(Data lines)
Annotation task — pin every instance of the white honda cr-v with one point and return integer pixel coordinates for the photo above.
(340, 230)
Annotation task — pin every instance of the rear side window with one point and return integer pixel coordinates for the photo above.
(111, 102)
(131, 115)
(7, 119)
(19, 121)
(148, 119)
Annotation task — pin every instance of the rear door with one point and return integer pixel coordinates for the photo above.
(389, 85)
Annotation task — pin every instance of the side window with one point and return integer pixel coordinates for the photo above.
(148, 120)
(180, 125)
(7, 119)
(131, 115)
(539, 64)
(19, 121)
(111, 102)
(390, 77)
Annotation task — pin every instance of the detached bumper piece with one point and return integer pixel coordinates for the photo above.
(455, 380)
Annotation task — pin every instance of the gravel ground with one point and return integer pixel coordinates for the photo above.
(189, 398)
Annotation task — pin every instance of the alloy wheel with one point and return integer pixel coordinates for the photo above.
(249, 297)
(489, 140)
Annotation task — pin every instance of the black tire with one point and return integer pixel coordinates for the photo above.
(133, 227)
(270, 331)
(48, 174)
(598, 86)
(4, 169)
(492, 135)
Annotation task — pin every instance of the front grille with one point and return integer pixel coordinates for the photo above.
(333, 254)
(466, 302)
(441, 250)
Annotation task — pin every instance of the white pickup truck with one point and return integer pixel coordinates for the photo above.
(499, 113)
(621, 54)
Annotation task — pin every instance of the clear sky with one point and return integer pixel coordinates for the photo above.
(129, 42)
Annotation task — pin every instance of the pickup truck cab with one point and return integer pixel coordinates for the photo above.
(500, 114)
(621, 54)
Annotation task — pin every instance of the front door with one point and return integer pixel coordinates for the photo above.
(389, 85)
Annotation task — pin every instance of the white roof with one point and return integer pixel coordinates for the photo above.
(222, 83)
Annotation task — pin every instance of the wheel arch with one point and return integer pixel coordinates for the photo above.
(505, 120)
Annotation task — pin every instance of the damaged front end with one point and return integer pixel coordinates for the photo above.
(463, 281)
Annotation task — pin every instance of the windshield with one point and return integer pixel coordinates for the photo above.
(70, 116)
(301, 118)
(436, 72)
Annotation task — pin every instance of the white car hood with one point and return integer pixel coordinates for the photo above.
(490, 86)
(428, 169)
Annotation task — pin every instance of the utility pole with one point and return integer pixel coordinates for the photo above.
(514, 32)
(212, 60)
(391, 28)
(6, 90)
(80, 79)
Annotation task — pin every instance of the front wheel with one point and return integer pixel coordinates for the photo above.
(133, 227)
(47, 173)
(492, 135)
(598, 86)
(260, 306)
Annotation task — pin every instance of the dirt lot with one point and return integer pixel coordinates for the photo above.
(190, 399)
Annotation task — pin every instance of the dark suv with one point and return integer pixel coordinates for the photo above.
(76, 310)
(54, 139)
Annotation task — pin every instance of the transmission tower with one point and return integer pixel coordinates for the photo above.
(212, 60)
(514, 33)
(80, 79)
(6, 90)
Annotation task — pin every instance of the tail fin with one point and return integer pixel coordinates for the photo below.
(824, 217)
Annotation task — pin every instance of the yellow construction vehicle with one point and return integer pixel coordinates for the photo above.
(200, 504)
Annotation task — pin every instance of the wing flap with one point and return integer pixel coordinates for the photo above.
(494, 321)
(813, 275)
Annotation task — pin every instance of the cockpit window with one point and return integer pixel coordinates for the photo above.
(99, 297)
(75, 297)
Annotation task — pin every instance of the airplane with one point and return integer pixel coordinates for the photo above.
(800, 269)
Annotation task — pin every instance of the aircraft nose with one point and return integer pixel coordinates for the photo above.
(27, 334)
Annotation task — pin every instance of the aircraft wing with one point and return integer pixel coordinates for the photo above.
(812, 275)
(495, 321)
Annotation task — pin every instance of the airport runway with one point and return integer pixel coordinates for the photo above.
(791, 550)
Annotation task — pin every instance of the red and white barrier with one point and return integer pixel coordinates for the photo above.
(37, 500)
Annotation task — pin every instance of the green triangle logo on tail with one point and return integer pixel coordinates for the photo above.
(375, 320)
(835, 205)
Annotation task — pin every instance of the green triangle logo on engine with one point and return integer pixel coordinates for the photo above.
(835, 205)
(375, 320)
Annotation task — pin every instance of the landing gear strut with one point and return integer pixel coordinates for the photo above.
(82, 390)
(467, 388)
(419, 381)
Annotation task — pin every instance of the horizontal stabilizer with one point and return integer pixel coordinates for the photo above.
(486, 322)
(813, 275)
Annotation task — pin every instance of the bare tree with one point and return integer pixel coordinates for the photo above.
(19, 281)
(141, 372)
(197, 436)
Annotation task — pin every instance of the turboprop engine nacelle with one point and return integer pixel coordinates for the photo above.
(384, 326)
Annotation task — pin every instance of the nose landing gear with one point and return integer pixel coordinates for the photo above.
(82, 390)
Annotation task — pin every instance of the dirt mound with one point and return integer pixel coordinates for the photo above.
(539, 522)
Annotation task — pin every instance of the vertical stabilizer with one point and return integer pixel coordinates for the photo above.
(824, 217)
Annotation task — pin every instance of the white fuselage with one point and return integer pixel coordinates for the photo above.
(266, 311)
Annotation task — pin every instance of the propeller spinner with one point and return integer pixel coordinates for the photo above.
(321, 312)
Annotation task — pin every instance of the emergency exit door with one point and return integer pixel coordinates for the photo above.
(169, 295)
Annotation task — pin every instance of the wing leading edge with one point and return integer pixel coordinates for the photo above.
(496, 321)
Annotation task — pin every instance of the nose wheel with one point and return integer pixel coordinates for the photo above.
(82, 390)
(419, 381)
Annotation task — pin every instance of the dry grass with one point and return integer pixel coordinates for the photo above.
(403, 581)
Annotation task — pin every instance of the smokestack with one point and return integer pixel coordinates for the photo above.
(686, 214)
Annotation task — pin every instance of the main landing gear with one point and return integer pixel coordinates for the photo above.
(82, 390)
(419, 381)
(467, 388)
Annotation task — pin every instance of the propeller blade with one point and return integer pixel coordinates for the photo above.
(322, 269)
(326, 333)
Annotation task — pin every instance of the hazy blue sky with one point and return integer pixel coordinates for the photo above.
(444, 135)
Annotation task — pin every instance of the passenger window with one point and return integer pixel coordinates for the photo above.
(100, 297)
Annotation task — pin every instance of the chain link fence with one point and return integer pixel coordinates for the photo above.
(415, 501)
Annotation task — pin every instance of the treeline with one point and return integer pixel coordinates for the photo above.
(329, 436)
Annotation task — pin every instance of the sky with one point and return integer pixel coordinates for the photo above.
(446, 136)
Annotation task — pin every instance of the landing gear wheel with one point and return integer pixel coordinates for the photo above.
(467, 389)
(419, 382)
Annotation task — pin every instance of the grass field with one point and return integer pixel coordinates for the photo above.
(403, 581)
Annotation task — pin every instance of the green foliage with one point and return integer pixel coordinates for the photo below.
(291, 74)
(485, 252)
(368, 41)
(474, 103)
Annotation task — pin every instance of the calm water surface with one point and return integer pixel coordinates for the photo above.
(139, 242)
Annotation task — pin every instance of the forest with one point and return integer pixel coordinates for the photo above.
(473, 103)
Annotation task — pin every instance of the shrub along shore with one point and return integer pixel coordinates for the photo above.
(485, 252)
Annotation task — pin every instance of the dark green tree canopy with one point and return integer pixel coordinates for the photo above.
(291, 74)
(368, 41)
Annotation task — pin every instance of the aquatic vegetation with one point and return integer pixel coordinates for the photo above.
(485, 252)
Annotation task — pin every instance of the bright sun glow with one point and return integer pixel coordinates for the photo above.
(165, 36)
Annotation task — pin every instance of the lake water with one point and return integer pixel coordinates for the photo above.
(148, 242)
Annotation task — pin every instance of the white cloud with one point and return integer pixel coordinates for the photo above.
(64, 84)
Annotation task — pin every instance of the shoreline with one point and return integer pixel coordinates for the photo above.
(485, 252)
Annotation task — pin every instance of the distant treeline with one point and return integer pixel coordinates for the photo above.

(Problem details)
Each line from the one containing "Annotation task — pin every instance of the sky" through the end of the entries, both included, is to be returned exactly, with no other lines.

(Answer to the exercise)
Annotation task — pin every instance of the sky with one point and return integer pixel coordinates for the photo above.
(446, 136)
Annotation task — pin every instance of the landing gear wheel with one point and return integer pixel coordinates for the photo above.
(467, 389)
(419, 382)
Annotation task — pin every instance of the grass field with one point and return integer pixel coordinates for the photo above.
(403, 581)
Annotation task — pin every instance of the green foliage with one point and return integer pixel coordinates for the photo below.
(291, 74)
(485, 252)
(368, 41)
(474, 103)
Annotation task — pin every instance of the calm water surface with one point and return integer pixel coordinates for the photo above.
(139, 242)
Annotation task — pin every instance of the forest with one point and return integer pixel coordinates for the photo above.
(473, 103)
Annotation task — pin every instance of the shrub along shore with one point and return integer pixel coordinates for the photo above.
(485, 252)
Annotation task — pin every instance of the dark green tree canopy with one point and return integer pixel coordinates for the photo above.
(291, 74)
(368, 41)
Annotation task — pin every instance of the aquatic vegetation with one point and return integer pixel coordinates for the photo above.
(485, 252)
Annotation task — pin every instance of the bright sun glow with one point and return integer pixel coordinates for the photo above.
(165, 36)
Annotation task — pin every instance of the lake water with one point and return integer pixel coordinates for the photo above.
(148, 242)
Annotation task — pin every instance of the white cloud with one point and return integer pixel coordinates for the photo above.
(64, 84)
Annotation task — pin every instance of the shoreline with one point and return integer pixel coordinates for the photo above.
(485, 252)
Annotation task — pin every instance of the distant treeline with one point and return integer pixel coordinates for the photo above.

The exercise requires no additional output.